_Point localization data_
■ ■ ■

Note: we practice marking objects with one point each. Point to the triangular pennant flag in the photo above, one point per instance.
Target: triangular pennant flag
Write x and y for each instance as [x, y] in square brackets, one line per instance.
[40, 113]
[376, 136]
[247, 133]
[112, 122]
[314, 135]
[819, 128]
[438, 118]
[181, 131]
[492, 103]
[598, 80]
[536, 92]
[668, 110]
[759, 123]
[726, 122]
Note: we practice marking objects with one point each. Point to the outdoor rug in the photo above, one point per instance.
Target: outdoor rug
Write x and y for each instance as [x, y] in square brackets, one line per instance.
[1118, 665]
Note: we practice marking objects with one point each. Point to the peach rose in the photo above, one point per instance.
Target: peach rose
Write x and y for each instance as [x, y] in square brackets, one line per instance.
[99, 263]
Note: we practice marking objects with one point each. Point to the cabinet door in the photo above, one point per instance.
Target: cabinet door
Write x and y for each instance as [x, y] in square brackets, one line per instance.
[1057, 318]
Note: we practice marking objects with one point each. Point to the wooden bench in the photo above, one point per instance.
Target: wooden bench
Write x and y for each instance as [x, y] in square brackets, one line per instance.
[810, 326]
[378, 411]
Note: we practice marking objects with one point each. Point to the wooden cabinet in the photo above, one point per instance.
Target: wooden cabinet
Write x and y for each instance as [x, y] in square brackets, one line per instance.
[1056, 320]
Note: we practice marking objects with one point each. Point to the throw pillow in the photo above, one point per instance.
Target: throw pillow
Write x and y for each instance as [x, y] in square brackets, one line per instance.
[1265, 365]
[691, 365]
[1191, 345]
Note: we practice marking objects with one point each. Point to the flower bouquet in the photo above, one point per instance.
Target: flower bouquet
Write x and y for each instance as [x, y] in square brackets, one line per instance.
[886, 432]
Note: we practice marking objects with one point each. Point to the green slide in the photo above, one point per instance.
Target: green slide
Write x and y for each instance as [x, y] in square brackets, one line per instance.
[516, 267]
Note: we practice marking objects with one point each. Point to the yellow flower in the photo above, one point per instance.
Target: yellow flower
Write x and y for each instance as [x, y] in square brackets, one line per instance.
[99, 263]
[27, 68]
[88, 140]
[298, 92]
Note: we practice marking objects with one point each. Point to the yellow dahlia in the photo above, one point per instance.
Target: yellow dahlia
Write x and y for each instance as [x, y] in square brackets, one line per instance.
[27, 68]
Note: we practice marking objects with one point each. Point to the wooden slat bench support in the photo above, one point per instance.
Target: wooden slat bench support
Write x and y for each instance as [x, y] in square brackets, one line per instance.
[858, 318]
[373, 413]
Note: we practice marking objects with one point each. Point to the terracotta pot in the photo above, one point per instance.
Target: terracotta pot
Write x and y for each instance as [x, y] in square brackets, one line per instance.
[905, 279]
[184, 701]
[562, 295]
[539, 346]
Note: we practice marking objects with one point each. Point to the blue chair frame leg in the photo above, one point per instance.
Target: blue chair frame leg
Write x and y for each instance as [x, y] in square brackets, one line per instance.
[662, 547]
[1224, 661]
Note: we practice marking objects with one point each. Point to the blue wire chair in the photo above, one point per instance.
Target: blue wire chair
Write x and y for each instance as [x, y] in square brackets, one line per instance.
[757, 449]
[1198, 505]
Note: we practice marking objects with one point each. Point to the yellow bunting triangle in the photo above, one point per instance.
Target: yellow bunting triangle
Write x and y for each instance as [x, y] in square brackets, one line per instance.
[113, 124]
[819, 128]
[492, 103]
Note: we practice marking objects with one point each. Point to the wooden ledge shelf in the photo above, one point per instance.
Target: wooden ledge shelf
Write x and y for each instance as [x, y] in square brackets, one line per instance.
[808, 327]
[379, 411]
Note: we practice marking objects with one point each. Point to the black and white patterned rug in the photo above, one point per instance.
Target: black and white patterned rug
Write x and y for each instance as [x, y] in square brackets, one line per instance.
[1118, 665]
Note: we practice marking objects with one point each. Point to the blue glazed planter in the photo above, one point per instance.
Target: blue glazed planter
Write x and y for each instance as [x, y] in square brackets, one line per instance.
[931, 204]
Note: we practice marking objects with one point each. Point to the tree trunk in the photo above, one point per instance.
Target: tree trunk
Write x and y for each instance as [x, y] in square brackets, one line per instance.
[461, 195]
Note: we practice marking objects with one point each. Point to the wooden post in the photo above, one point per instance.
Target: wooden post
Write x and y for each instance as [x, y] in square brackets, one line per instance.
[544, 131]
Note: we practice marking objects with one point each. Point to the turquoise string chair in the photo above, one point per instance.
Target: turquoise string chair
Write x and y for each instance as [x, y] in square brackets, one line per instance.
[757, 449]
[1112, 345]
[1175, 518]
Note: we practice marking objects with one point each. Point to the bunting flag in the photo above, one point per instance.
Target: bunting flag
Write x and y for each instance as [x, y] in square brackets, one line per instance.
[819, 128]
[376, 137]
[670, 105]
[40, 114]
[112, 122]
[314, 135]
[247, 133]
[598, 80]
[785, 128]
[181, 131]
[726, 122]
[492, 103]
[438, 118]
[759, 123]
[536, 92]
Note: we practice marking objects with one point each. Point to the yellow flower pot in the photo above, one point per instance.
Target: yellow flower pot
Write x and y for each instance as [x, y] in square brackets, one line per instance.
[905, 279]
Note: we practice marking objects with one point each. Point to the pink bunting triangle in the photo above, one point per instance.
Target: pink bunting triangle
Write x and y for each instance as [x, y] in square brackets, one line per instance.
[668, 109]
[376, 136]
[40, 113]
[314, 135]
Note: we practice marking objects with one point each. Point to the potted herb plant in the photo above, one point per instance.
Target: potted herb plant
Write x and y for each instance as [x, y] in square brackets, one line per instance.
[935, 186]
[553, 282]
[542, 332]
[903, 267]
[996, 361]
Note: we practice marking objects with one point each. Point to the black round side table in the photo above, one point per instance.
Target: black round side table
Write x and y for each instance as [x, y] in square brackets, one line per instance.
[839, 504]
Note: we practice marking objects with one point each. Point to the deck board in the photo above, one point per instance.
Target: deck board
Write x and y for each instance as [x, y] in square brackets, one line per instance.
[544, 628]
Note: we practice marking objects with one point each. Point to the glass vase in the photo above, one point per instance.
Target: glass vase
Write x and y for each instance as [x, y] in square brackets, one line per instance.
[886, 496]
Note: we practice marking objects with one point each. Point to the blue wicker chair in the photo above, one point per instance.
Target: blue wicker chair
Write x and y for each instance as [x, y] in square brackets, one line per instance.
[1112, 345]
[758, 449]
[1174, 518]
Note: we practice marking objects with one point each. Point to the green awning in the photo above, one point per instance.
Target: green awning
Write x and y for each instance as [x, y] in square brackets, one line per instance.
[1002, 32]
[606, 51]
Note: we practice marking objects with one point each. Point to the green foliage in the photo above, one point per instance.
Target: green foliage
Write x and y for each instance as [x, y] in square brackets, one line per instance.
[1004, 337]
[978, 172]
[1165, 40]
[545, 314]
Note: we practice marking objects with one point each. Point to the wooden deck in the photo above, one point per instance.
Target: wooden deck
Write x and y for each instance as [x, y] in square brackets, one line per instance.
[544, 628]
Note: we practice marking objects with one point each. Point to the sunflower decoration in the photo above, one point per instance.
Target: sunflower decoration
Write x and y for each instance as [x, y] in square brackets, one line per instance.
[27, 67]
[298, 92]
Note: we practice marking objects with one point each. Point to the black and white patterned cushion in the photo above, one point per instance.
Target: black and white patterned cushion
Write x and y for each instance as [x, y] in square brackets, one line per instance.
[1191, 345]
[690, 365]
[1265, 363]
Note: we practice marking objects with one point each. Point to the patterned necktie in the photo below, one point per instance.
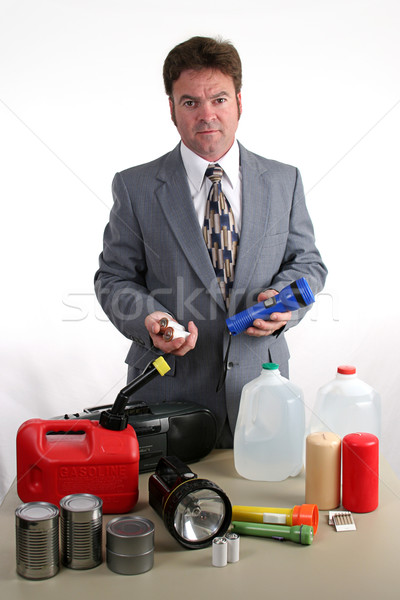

■ ■ ■

A faithful copy of the records above, without images, is what to give back.

Note: we practice marking objects with one point each. Point to the triangular pennant flag in the photo above, one point per instance.
Target: triangular pennant flag
Write x and y for each instance as [x, y] in square brackets, one line per instance.
[40, 113]
[376, 136]
[247, 133]
[112, 122]
[314, 135]
[819, 128]
[438, 118]
[181, 131]
[492, 103]
[598, 80]
[536, 92]
[668, 110]
[759, 123]
[726, 122]
Note: we practice marking objects with one point each. Point to the outdoor rug in the photo above, one point per instance.
Target: outdoor rug
Write x and y for each instance as [x, y] in square brackets, one line per instance.
[1118, 665]
Note: we practice marking objects with one point each. Point to the peach rose in the photo above, one point per instance.
Target: peach rose
Write x and y for each instance as [x, y] in square brackets, one line per instance.
[99, 263]
Note: we practice marking objects with one point each. Point to the cabinet door in the photo above, one point per instance.
Target: cabinet door
Write x and y for each instance as [x, y] in square brackets, one line per instance.
[1057, 318]
Note: we practice marking objects with one point each. Point to the wooden bench in the photo above, one point per instance.
Target: wooden bench
Write x and y for each instance as [x, y] in square brackets, one line per instance.
[810, 326]
[378, 411]
Note: we practice marking objects with one point each. Point to the wooden cabinet in the photo above, one point per instance.
Target: wooden cabinet
Write x and y for each instance as [x, y] in square brackets, one line per instance.
[1056, 320]
Note: we practice marking objects with one point each. Point to the throw pillow in the photo above, one point per instance.
Target: throw pillow
Write x and y for each instance as [x, y] in square brackets, one line per instance.
[1265, 365]
[691, 365]
[1191, 345]
Note: we practice marking objects with one point each. Point to the flower bouquet in the photo above, one point per instance.
Target: flower bouquet
Write x and y for each instance as [x, y] in square brackets, one line per instance.
[886, 432]
Note: we practice marking objects with one point each. Point to the green slide in the photo above, one point per instance.
Target: green slide
Write x and y for each instance as [x, y] in square brackets, one line per instance.
[516, 267]
Note: we practice marking objects with one point each. Point to the yellow flower in the photo above, one point per instance.
Target: yellow flower
Write x and y for each instance as [x, y] in square brackets, one line per instance.
[99, 263]
[27, 68]
[88, 140]
[298, 92]
Note: we practice marking objects with one point each. Point to the yellow dahlia in the photo above, one point per instance.
Target: yellow dahlia
Write x and y for each instance as [x, y] in square brackets, one line per instance.
[27, 68]
Note: we practice marking objects with one point each. Point to the wooden slat bench support in the photo above, one point per instance.
Target: wooden slat bench support
Write x and y for each instance as [x, y] in square brackets, one line per instance.
[858, 318]
[373, 413]
Note: we practice marking objects with one point each. Point to the terracotta pot in the photo above, one point per instance.
Target: terracotta pot
Write x and y for each instance as [x, y] in square brackets, one line per instance.
[905, 279]
[184, 701]
[562, 295]
[539, 346]
Note: we practice marking objects with one point each. Point to the blue chair frame leg in the photo above, one point per instance.
Target: blue chair frame leg
Write x and y for each instance as [x, y] in square brackets, one line per instance.
[662, 547]
[1224, 661]
Note: we practice marking objects with one point each. Point to the blue wire chair in the photo above, one point per instance.
Target: blue wire chair
Write x and y for each instance as [x, y] in square brackets, one line per instance.
[757, 449]
[1198, 505]
Note: we practice marking objects with one point each. Point to the yellow bunting triangle in the photo above, one point per instance.
Target: yellow bunting triangle
Write x and y for each instance as [x, y] in square brackets, one line per instance.
[113, 124]
[819, 128]
[492, 103]
Note: we practice marking objects with one point each. Point to the wooden ledge shelf in the photo above, one point per instance.
Target: wooden ledge shelf
Write x and y for each instance as [x, y] in square brackets, one line per instance.
[808, 327]
[379, 411]
Note: we practice marking objects with one point each. Point to the black and white patterned rug in the photo above, one point per instance.
Target: black and white patterned rug
Write x and y for each instance as [x, y] in square brackets, one line per instance.
[1118, 665]
Note: we practice marking objects with one point each. Point to the blue glazed planter in the photo above, one point per instance.
Target: blue glazed planter
Write x and y for each instance as [x, y] in square brackets, one line per instance.
[931, 204]
Note: we practice marking objects with one point each. Point to the tree trunk in the photo above, one point per instance.
Target: tree trunk
Write x and y for each instance as [x, y] in square brackets, one line per instance.
[461, 195]
Note: we practice marking objects with one point each. Point to the wooden post in the photo above, one point per instance.
Target: wooden post
Write x and y for each instance as [x, y] in square brackets, one line per instance.
[544, 131]
Note: we practice marking objects with one point each. Point to the turquoise string chair in the photo above, one point per instance.
Target: turquoise string chair
Write x and y for each instance as [x, y] in square brackets, one line per instance.
[757, 449]
[1112, 345]
[1175, 518]
Note: we practice marking objects with one point each. Point to the bunting flag in the photo above, one point per instance.
Target: bunting flag
Write x and y for each instance as [x, y] in square brackets, one line per instance.
[819, 128]
[376, 137]
[670, 105]
[40, 114]
[112, 122]
[314, 135]
[247, 133]
[598, 80]
[785, 128]
[181, 131]
[726, 122]
[492, 103]
[438, 118]
[759, 123]
[536, 92]
Note: we practice marking objects with one point each. Point to the yellow flower pot in the photo above, one point per instance.
Target: yellow flower pot
Write x and y for each instance as [x, y] in square brackets, one line per instance.
[905, 279]
Note: we practice marking objects with one point each. Point to the pink bunting triangle in the photo above, one point per instance.
Target: pink bunting triangle
Write x and y for each instance as [x, y] in square brackets, one line per instance.
[668, 109]
[376, 136]
[40, 113]
[314, 135]
Note: we practice marking objects with one point each. Point to the potted herb plant in the photo above, one point per instance.
Target: potted herb plant
Write x and y for each instance as [x, y] in square brackets, one line per instance.
[935, 186]
[553, 282]
[542, 332]
[903, 267]
[996, 361]
Note: we practice marking objects with one point each. Point to the black round side table in the photo above, one point per instance.
Target: black round side table
Write x and y for each instance as [x, y] in square brackets, one line per instance.
[839, 504]
Note: we practice marking objects with one point each. Point to the deck board in the photo above, one point per instance.
Target: deck board
Write x and y for each instance as [x, y] in square brackets, one line per instance.
[544, 628]
Note: we practice marking objects with one point each. Point to the glass vase in the photo above, one point per instance.
Target: glass vase
Write x and y for each instance as [x, y] in square brackets, one line per instance.
[886, 496]
Note: we practice marking objects with one point each. Point to the blue wicker chair in the photo above, one point per instance.
Target: blue wicker chair
Write x and y for each instance as [x, y] in square brackets, one line per instance.
[1112, 345]
[758, 449]
[1174, 518]
Note: we practice marking objects with one point each. Point to the green awning in the photo above, one point per instance.
Target: green awning
Write x and y for each instance as [x, y] in square brackets, one line per instance.
[1002, 32]
[606, 51]
Note: we practice marking objects with one point each. Point to the green foliage in the photo above, one point per instance.
Target: green foliage
Write x and y for each instance as [x, y] in square brackets, one line per instance.
[1004, 337]
[978, 172]
[1165, 40]
[545, 314]
Note: we practice marking objects with one point each. Point to the wooden deck in the photo above, one point per instance.
Target: wooden deck
Write x and y for each instance as [x, y] in square brackets, one line per instance.
[544, 628]
Note: we practice marking objects with one point each. Point to the sunflower decoration in the photo above, one point per instance.
Target: sunflower decoration
Write x and y for each instance as [x, y] in square brackets, one line per instance.
[27, 67]
[298, 92]
Note: we practice marking objects with one point each. Point to the black and white patterned cushion in the photo above, one point per instance.
Target: black and white patterned cushion
Write x and y for each instance as [x, y] in square brackets, one line per instance.
[1191, 345]
[690, 365]
[1265, 363]
Note: we practice marking objects with one point each. Point to the patterned necktie in the photo below, one point per instance.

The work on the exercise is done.